### PROMPT
Copy the records from their first line through the line holding "[161,67,682,681]", both ends included, with every request kept as it is. In the answers, multiply each bounding box coordinate by 0.85 and round it to a whole number, rounding halves up.

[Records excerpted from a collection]
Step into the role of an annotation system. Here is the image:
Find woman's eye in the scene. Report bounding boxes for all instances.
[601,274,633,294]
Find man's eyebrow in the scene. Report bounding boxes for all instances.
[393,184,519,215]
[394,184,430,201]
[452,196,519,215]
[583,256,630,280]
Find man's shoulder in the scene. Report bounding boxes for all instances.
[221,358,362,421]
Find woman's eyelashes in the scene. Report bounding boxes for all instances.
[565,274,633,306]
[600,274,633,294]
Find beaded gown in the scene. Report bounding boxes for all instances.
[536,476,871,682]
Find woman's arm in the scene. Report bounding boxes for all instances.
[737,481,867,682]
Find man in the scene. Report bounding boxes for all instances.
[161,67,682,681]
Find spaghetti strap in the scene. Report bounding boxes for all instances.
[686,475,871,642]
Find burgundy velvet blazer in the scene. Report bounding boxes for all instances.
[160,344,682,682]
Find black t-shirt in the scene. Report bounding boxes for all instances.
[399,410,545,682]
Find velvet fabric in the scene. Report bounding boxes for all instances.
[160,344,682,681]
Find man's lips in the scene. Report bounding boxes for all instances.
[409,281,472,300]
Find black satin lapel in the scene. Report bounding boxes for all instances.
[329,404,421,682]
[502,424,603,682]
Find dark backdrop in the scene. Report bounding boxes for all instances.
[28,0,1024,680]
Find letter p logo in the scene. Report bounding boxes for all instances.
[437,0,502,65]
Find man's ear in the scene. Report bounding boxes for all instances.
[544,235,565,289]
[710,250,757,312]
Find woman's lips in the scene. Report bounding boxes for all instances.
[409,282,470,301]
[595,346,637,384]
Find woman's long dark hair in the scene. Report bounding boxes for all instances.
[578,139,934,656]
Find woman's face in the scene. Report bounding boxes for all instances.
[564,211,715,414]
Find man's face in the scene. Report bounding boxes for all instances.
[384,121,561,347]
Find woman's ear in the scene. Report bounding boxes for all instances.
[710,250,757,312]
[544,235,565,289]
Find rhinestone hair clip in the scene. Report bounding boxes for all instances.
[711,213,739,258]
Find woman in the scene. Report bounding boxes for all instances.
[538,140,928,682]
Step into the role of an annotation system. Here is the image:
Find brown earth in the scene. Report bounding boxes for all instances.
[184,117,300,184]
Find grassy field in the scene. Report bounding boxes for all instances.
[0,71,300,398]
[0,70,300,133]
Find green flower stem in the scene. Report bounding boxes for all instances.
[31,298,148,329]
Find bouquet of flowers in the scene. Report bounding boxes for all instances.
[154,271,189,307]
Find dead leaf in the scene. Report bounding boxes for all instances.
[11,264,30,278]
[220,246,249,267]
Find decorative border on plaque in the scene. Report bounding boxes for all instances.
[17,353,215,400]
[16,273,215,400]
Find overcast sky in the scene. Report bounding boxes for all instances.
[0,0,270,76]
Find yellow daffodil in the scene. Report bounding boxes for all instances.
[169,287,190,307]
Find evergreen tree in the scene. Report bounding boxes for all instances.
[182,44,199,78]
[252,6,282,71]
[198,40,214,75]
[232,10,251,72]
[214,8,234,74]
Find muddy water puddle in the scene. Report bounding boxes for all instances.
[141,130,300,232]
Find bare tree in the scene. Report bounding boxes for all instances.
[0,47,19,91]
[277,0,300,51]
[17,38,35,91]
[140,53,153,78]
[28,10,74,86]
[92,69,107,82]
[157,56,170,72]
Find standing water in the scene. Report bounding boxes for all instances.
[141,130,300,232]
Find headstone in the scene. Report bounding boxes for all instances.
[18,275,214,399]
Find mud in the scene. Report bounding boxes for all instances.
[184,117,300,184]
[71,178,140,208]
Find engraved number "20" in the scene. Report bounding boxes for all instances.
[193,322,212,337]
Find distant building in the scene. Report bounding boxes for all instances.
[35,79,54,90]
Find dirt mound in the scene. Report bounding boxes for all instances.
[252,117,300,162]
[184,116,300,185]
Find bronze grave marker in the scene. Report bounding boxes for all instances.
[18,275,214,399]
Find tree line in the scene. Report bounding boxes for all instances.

### OUTPUT OF THE TASK
Step into the role of an annotation system. Here is the image:
Find woman's eye in the scene. Report bounding boxes for all instances.
[511,233,538,250]
Find man's eyebrow in the scene. Report bounding boxes for all instances.
[334,156,441,183]
[335,156,366,171]
[384,167,441,183]
[496,218,536,238]
Find man's shoulder in the scene. Report bounding boxes for all instances.
[188,304,308,358]
Find woman's eyelashes in the scene. Report bounding boxes for all instances.
[480,233,538,260]
[510,233,538,250]
Find beaded gown in the scene. Report bounding boxes for all instances.
[456,405,740,580]
Find woman's arm in the scene. Report bounding boxes for all instances.
[626,409,737,580]
Find man in the scene. Report bounding boxes for all instances.
[137,57,580,579]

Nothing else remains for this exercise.